• [YOUR OBJECTIVE]
Please locate every line in the data below that contains the word "post" and copy each of those lines. Case counts when matching.

________

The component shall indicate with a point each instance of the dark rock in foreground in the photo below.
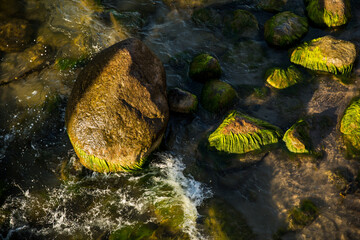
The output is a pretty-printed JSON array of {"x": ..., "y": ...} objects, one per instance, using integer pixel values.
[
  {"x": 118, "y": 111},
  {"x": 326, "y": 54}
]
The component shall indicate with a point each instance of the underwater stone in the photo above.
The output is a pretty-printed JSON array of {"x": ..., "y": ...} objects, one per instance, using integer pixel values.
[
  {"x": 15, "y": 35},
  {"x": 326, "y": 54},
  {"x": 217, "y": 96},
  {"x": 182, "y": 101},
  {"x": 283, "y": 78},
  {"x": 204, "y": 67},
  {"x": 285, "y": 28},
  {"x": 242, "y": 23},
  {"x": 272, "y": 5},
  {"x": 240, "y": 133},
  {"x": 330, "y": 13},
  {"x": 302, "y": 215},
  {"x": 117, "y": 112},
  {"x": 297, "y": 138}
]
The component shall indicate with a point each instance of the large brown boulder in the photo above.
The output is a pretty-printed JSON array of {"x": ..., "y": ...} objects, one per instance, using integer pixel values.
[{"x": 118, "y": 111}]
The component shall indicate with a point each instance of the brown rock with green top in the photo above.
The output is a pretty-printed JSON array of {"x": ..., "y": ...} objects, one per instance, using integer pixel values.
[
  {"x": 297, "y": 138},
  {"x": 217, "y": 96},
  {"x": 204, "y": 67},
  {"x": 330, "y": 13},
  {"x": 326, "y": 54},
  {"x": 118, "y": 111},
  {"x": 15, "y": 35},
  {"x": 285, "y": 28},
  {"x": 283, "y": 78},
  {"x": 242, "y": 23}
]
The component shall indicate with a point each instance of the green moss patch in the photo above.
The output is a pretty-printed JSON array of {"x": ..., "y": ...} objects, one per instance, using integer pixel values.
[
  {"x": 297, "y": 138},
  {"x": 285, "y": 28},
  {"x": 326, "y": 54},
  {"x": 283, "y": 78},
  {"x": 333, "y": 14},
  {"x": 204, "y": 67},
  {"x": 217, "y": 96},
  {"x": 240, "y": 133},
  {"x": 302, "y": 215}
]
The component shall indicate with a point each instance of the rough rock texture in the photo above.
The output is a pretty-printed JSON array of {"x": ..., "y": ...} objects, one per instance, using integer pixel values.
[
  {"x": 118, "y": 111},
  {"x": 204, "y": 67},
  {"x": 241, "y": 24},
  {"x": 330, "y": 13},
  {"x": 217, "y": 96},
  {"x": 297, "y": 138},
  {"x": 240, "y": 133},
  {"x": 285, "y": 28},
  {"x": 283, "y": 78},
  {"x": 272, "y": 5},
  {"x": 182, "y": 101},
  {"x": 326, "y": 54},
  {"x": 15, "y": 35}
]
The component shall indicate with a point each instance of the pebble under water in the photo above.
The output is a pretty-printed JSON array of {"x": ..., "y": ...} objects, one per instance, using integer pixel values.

________

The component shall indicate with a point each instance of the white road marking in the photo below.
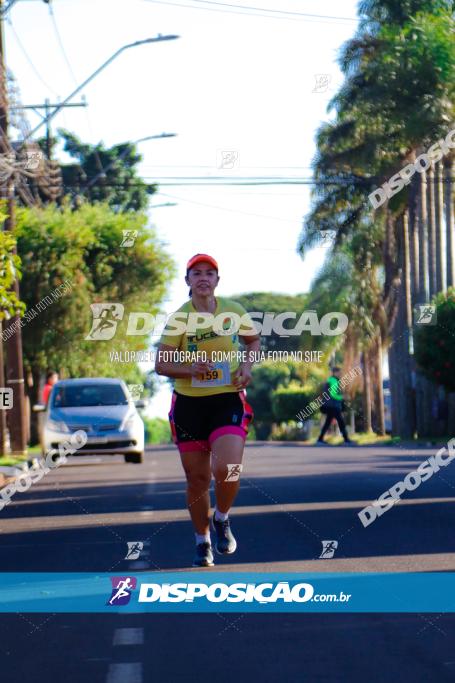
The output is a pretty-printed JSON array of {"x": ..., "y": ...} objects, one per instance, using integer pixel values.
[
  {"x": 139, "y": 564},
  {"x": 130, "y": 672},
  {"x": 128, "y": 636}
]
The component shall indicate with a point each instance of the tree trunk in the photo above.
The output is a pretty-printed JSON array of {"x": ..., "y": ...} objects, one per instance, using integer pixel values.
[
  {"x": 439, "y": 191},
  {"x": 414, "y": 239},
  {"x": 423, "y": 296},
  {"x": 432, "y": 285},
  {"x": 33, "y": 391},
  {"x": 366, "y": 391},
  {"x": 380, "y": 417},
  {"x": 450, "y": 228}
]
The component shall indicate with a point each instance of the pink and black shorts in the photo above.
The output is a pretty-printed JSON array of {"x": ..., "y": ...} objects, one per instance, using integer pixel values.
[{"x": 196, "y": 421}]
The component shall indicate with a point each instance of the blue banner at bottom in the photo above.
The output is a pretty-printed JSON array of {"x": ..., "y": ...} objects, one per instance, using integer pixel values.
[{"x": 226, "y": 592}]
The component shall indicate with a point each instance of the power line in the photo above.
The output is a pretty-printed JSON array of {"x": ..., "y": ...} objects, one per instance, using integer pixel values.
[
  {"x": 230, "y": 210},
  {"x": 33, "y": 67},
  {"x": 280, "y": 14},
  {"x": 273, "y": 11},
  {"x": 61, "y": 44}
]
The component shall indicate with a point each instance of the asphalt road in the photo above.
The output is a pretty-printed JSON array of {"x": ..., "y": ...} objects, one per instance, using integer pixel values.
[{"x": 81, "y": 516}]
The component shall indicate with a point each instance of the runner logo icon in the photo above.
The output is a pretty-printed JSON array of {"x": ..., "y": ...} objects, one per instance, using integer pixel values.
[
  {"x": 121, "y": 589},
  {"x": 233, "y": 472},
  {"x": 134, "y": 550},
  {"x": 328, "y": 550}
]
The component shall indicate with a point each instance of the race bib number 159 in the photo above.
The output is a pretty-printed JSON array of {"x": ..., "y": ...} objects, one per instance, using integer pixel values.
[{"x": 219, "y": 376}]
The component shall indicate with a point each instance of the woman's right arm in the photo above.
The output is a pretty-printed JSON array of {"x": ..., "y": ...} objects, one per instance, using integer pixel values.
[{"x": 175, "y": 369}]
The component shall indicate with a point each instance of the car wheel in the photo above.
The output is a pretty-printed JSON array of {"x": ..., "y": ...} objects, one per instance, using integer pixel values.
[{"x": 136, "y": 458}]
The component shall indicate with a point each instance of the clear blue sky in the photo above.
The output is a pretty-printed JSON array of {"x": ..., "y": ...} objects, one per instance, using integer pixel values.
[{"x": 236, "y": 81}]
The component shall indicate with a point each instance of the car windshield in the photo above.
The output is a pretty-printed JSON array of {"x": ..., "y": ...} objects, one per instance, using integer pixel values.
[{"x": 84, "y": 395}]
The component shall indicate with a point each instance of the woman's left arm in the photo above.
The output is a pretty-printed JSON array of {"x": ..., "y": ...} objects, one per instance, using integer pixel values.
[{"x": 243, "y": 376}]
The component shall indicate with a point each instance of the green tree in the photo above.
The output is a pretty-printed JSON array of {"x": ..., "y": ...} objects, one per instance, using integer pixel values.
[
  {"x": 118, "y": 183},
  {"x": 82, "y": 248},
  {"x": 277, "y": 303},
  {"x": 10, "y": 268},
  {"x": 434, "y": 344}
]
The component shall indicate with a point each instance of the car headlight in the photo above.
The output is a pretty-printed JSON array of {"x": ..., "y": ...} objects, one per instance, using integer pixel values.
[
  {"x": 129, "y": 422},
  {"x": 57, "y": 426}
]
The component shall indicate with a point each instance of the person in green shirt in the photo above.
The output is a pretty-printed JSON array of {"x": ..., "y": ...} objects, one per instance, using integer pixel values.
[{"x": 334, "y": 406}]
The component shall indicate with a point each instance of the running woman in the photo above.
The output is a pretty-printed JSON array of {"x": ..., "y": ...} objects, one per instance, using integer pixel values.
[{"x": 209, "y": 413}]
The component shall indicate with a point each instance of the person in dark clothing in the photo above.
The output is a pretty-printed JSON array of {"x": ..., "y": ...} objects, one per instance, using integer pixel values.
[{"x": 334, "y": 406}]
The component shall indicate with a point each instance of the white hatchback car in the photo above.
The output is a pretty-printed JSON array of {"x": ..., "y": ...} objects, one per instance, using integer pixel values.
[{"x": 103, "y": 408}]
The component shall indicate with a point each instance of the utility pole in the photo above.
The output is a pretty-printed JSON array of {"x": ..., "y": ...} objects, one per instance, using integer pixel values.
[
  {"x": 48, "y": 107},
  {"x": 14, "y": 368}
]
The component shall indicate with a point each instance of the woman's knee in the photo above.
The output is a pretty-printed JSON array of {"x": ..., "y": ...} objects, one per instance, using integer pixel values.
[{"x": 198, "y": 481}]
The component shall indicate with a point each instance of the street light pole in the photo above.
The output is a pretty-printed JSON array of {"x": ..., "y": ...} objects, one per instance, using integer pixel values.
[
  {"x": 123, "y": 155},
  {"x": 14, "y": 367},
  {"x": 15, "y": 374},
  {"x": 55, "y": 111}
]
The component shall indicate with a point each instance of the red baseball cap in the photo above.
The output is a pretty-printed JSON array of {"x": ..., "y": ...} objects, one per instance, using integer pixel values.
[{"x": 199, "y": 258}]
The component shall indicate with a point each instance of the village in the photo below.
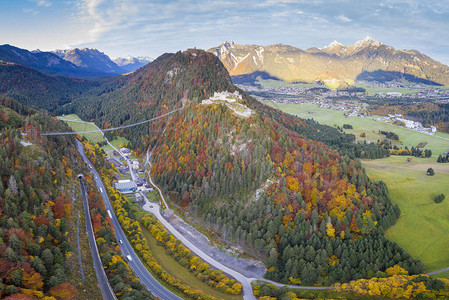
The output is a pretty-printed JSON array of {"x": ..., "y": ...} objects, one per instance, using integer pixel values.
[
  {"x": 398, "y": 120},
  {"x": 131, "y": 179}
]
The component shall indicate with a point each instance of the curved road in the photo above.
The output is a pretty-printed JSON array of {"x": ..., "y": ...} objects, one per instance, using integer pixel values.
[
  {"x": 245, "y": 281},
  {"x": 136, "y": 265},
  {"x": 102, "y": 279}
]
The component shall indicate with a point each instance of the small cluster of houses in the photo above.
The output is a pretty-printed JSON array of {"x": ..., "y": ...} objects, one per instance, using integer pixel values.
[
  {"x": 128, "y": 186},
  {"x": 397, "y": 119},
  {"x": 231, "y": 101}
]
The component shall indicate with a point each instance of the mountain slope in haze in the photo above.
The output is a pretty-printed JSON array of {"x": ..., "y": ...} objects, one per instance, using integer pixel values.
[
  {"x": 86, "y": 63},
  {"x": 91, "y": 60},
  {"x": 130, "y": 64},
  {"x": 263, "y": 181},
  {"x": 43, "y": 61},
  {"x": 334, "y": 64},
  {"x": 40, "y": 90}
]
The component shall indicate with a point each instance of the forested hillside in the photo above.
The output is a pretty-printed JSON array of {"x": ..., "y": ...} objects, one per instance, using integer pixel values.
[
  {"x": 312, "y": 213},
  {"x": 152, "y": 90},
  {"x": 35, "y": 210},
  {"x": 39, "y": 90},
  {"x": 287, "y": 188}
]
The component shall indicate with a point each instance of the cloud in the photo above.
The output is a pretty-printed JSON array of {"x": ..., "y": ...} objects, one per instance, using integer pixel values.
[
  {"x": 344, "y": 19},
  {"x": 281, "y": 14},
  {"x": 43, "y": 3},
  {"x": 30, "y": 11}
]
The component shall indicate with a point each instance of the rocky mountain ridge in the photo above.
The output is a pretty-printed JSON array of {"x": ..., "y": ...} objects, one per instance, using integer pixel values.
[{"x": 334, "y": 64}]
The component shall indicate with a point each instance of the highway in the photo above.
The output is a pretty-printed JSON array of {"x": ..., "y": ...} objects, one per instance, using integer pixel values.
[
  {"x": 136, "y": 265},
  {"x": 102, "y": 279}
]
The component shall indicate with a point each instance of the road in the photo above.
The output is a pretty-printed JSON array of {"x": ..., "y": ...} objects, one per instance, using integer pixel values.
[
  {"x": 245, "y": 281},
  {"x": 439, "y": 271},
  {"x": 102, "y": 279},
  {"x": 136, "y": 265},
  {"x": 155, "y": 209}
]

________

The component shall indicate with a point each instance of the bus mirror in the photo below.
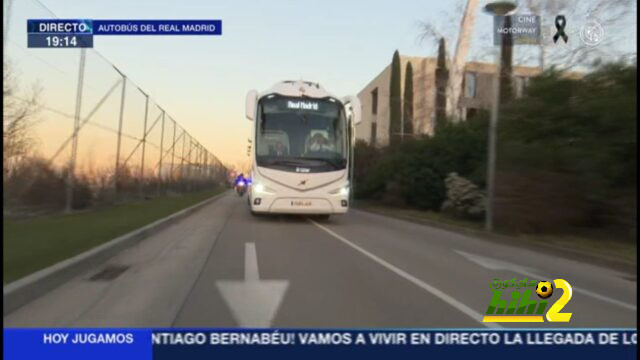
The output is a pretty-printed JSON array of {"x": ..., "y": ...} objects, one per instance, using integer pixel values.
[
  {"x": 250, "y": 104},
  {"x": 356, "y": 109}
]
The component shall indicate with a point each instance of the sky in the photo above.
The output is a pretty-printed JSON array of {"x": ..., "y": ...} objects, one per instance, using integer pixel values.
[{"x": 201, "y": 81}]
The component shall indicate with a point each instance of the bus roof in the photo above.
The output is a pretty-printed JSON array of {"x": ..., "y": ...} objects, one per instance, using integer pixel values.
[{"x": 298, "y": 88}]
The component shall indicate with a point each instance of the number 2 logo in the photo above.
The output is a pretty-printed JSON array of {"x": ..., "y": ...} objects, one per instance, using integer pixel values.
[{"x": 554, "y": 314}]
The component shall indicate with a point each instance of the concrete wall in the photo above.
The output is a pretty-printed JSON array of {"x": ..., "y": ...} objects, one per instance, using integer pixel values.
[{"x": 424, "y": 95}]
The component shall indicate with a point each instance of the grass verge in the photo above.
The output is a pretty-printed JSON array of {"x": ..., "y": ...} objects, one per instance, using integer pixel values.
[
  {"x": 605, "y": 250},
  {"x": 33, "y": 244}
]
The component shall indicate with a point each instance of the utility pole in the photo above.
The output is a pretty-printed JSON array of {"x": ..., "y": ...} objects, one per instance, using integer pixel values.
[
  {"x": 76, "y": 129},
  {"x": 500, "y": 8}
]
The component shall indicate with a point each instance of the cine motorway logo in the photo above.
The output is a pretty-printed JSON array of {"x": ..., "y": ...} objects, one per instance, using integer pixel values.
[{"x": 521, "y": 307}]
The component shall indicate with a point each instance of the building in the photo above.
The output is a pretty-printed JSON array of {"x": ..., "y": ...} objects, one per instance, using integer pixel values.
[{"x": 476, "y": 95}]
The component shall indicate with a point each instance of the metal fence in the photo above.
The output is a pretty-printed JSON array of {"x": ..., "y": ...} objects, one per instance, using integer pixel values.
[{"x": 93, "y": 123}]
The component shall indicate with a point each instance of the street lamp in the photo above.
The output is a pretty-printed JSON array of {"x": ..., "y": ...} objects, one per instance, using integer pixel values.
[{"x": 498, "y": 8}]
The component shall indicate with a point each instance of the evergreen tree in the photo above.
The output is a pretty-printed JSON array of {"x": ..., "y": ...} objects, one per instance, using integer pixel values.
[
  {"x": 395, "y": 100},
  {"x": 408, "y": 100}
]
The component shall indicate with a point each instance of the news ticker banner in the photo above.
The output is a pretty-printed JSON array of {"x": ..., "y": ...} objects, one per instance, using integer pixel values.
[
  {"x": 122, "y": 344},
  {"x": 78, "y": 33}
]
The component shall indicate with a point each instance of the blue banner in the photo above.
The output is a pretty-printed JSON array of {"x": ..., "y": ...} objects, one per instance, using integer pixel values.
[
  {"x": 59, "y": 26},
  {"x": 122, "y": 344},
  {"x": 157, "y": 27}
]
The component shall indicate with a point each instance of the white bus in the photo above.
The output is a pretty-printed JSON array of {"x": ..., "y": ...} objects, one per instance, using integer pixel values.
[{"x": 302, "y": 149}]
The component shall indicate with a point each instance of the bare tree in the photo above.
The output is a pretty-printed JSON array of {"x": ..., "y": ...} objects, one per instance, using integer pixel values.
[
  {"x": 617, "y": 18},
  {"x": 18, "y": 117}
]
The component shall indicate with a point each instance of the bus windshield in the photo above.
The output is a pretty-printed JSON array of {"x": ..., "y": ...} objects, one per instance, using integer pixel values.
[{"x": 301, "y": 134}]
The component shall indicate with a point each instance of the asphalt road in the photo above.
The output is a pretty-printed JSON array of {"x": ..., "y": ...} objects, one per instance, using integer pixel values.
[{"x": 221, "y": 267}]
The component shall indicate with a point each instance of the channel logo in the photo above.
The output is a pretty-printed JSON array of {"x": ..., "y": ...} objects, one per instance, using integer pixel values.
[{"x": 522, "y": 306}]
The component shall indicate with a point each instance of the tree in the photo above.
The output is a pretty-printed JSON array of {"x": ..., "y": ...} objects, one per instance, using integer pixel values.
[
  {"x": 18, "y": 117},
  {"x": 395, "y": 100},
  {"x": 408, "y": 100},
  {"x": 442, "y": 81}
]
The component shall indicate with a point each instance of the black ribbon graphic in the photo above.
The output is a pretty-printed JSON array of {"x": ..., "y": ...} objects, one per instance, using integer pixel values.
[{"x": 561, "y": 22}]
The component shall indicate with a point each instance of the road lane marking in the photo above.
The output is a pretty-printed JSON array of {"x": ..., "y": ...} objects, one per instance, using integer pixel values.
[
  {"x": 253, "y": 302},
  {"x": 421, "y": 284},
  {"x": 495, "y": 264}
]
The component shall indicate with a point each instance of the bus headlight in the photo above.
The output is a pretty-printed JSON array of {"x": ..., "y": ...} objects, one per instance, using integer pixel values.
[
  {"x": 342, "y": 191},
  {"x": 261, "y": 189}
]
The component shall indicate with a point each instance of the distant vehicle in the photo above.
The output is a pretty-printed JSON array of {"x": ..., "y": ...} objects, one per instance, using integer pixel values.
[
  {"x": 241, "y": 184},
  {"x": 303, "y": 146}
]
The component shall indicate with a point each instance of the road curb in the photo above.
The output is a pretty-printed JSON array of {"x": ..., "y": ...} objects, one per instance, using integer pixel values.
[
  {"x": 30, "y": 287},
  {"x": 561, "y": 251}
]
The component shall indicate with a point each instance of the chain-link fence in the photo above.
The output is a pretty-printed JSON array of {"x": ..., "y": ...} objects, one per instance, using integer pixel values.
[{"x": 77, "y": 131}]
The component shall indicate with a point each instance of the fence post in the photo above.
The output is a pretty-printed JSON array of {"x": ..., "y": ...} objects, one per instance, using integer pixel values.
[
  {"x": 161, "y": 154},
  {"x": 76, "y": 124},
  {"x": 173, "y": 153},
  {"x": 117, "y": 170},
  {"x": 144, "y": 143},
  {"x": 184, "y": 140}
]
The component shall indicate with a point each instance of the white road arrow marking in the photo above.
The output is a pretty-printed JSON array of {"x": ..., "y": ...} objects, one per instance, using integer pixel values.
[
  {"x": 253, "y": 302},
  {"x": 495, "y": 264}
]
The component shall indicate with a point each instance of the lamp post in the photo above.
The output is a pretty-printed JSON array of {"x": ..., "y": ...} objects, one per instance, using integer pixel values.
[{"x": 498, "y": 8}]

________

• [PROBLEM SOLUTION]
The component shall indicate with a point each instance of the fence post in the photo above.
The component shall indicate with a point each instance of the lamp post in the photo above.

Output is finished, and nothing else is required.